= Louis I d'Orléans, duc de Longueville =

French aristocrat (1480–1516)

Louis I d'Orléans, Duke of Longueville (1480 – Beaugency, 1 August 1516), was a French aristocrat and general, Grand Chamberlain of France and governor of Provence.

Louis was the second son of François d'Orléans, Count of Dunois and Agnes of Savoy. He succeeded his elder brother François II in 1512, and became 2nd Duke of Longueville, Count of Montgommery, Count of Tancarville, Prince of Châlet-Aillon, Marquis of Rothelin and viscount of Abberville. His paternal grandfather, Jean, Count of Dunois, was the illegitimate son of Louis I, Duke of Orléans – son of King Charles V of France.

On 16 August 1513, Louis was taken prisoner by the English at the battle of the Spurs when he attempted to bring relief to the siege of Thérouanne. He was sent to Catherine of Aragon, who first lodged him in the Tower of London while she dealt with the Scottish invasion and the battle of Flodden. Longueville was treated very well in England, having a relationship with Jane Popincourt. He stood in for Louis XII of France in the marriage ceremony with Mary Tudor in Greenwich Palace on 13 August 1514.
# # #
What to do.
1. Please print the Longueville text between "On 16 August" and "13 August 1514.", inclusive.
2. Using the Longueville text, explain in one to three sentences how Louis came to be taken prisoner by the English in 1513.

Listed records.
# # #
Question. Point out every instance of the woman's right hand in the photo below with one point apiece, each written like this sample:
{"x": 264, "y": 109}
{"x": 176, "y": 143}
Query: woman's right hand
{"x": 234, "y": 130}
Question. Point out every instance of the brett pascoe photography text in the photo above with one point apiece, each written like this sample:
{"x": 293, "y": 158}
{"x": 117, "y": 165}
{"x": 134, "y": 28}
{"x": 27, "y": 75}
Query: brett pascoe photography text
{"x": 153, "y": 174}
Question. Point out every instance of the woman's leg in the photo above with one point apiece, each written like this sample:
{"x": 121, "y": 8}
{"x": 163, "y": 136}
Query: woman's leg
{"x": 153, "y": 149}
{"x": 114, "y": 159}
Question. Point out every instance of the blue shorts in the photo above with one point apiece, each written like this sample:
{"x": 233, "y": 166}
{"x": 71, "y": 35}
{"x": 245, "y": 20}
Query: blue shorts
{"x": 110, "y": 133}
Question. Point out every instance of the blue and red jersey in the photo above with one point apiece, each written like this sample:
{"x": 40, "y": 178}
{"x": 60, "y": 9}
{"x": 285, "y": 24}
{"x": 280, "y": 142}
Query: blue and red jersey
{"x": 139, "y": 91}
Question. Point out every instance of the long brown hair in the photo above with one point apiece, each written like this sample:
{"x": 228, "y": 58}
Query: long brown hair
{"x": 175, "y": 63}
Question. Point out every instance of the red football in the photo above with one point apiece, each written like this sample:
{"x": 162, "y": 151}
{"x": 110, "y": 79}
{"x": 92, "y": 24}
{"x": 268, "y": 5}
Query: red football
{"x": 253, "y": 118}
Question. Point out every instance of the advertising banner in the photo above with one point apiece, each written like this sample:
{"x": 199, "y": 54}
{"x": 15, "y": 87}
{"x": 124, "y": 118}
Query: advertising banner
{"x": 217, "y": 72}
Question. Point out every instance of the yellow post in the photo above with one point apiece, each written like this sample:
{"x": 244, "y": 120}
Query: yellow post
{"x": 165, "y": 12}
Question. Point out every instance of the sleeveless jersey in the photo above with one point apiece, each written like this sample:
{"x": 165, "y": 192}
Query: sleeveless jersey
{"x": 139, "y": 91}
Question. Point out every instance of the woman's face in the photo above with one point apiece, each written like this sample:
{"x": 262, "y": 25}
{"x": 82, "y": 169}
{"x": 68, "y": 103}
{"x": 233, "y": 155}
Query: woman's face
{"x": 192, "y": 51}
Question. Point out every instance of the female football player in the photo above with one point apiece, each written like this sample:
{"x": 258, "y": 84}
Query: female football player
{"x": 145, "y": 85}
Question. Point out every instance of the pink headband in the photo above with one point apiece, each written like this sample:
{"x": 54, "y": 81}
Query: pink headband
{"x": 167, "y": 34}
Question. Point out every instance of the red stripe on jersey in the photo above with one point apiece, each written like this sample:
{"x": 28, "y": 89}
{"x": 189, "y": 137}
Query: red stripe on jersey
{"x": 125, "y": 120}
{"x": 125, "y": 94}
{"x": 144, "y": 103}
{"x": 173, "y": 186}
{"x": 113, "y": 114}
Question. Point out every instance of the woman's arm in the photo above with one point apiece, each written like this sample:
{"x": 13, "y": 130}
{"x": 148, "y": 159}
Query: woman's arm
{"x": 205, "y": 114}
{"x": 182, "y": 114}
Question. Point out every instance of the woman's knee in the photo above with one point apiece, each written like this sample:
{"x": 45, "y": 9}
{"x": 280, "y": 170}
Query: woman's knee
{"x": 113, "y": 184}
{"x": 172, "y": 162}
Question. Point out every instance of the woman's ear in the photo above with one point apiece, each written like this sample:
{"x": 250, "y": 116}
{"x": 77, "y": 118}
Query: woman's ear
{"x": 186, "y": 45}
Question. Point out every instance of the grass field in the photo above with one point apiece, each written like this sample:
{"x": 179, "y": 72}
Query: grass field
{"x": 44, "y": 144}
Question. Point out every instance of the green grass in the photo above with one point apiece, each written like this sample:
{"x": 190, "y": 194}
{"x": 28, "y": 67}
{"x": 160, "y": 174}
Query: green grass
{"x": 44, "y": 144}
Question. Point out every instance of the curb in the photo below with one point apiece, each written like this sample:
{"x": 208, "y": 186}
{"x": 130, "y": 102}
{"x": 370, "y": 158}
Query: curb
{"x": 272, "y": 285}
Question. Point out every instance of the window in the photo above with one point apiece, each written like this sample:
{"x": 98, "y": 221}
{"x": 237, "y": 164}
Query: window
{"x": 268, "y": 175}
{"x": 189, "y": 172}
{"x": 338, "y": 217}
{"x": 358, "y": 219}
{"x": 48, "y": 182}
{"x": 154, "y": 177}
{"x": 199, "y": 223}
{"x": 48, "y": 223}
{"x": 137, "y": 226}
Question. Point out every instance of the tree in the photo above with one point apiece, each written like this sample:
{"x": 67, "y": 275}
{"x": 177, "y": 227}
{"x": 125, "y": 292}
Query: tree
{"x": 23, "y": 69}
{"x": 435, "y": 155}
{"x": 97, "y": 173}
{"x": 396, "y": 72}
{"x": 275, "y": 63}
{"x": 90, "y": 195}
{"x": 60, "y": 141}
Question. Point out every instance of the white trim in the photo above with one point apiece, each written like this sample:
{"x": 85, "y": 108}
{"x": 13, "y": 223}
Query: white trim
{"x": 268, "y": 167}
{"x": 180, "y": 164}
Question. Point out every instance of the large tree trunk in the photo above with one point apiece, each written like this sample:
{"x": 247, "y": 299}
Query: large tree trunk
# # #
Responses.
1.
On 16 August 1513, Louis was taken prisoner by the English at the battle of the Spurs when he attempted to bring relief to the siege of Thérouanne. He was sent to Catherine of Aragon, who first lodged him in the Tower of London while she dealt with the Scottish invasion and the battle of Flodden. Longueville was treated very well in England, having a relationship with Jane Popincourt. He stood in for Louis XII of France in the marriage ceremony with Mary Tudor in Greenwich Palace on 13 August 1514.

2. On 16 August 1513, Louis tried to bring relief to the siege of Thérouanne. During that attempt, the English took him prisoner at the battle of the Spurs.